» **JOB**
From the interview below, write out everything from "What we try" down to "Network Data Science.", swapping "course" for "class" each time it appears.

Today, we’re featuring a conversation Sean Campbell, Cascade Insights’ CEO, recently had with Thomas Miller. Thomas is a faculty member at Northwestern University and has written a really fascinating book on predictive data analytics called Web and Network Data Science: Modeling Techniques in Predictive Analytics.
Sean:
So my first question for you, Tom, is if you would share with us a little bit about the book and also about yourself.
Tom: Certainly. Well, the book that Sean’s referring to is my web and network data science book, which was published at the end of last year, 2014. It covers two areas: web analytics and social network analysis (referred to as network science), and tries to bring them together to show the overlap. There is, of course, a section in there and it’s kind of a mutual admiration society. We refer to Sean’s book on Going Beyond Google as well.
What we try to do in the web and network data science book, which is intended for a course we do at Northwestern, is provide students with the right kind of skills and overview that they need to gather information from this humongous resource, the world wide web.
There’s just so much out there, and it’s hard to know how to pursue it, and you need to have the skills to do it. It’s not just point and click. You also have to have some computer programming skills to do it. (Well, to do it most efficiently.) That’s what the book is oriented toward — to provide that overview — and then we use it in the course. The update of the course will have the same name, Web and Network Data Science.
I’m also involved in independent consulting. I’m a kind of entrepreneur myself; I have a small company that is pretty much in startup mode right now, oriented around data science.

» **DATA SEGMENT**
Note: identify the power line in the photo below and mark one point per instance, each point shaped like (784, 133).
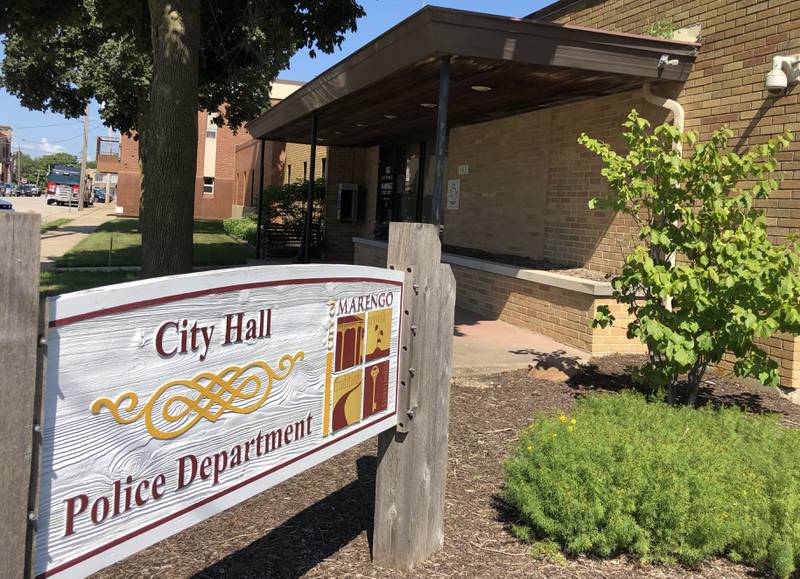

» **WORKED SOLUTION**
What we try to do in the web and network data science book, which is intended for a class we do at Northwestern, is provide students with the right kind of skills and overview that they need to gather information from this humongous resource, the world wide web.
There’s just so much out there, and it’s hard to know how to pursue it, and you need to have the skills to do it. It’s not just point and click. You also have to have some computer programming skills to do it. (Well, to do it most efficiently.) That’s what the book is oriented toward — to provide that overview — and then we use it in the class. The update of the class will have the same name, Web and Network Data Science.